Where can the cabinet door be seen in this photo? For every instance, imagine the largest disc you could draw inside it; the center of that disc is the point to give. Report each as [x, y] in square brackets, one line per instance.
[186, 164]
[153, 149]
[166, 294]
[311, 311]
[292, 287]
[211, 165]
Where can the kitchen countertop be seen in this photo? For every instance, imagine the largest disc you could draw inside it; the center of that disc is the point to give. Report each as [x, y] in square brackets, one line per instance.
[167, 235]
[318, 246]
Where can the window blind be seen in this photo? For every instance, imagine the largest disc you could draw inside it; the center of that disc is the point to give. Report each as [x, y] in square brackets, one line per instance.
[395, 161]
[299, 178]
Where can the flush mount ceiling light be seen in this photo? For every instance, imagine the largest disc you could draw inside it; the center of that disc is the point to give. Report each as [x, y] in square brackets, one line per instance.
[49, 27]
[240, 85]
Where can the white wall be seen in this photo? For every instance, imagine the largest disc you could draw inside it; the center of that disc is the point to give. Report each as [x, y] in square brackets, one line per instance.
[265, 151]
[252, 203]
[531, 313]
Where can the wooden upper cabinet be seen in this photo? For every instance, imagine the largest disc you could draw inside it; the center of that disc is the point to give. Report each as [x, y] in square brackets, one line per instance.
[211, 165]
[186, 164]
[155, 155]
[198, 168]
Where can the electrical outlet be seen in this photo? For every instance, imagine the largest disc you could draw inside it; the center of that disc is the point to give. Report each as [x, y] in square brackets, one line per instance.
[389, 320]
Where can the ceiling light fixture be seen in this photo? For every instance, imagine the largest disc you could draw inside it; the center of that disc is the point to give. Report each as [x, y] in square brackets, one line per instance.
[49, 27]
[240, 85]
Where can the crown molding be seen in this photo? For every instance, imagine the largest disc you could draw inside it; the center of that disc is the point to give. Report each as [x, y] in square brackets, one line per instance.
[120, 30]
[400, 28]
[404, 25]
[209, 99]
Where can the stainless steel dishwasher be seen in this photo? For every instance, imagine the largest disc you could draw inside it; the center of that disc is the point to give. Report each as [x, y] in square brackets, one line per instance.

·····

The task = Extract the full set of entries word for word.

Full answer =
Where can the cabinet door be seen in this photo? For every instance, imagine the largest disc you could draw inside it; the center of that disc is the point to give. Report each as [x, y] in square brackets, one line per instance.
[186, 164]
[153, 149]
[166, 294]
[311, 311]
[292, 287]
[211, 165]
Where can the kitchen countertop be seen in this photo? For every instance, imagine the largest disc you could draw inside it; the center of that disc is the point to give. Report each as [x, y] in square brackets, one line per instance.
[167, 235]
[318, 246]
Where can the window blind be seen in this photo? For every instance, imagine the largest disc you could draw inside it; the center of that disc is the point to give. Report each as [x, y] in square brackets, one line per instance.
[395, 161]
[299, 178]
Where can the flush mount ceiling light be seen in this photo? For every instance, imagine the largest disc you could draw inside it; the center of that disc is the point to give. Report each as [x, y] in square brackets, one line per instance.
[49, 27]
[240, 85]
Where can the white wall be seen in this photo? For every instance, imagine the largest disc you could draw inside it; the center of that disc is the point to give. Report each as [x, y] in square brackets, one line per instance.
[265, 151]
[252, 203]
[531, 313]
Where can the wooden upper cabinet be seen in this photo? For every instance, imagine the largest disc you could draw inside it; the center of that disc is the point to give. Report each as [x, y] in square brackets, one line per instance.
[211, 165]
[186, 164]
[155, 155]
[198, 168]
Where can the electrical outlet be seen in this photo? For every instance, imagine the largest disc you could draw inside it; the center of that disc is the point to give. Report each as [x, y] in square brackets, one line per instance.
[389, 320]
Where can the ceiling light fixture be seen in this photo? For every instance, imagine the largest disc you could draw inside it; the center of that disc is the point to give. Report each as [x, y] in square brackets, one line per instance.
[49, 27]
[240, 85]
Where can the crown molding be seen in this photo? For every instance, imagine the largest disc you could draw inside it; the center of that disc is the point to give. Report each as [x, y] in square brackets, one line per instance.
[120, 30]
[400, 28]
[404, 25]
[209, 99]
Where can the stainless steel dishwasher be seen in this photo? For every instance, imagine the largest disc you could draw inside it; the center of that disc is the point to give. Report each as [x, y] in square brackets, one line per instance.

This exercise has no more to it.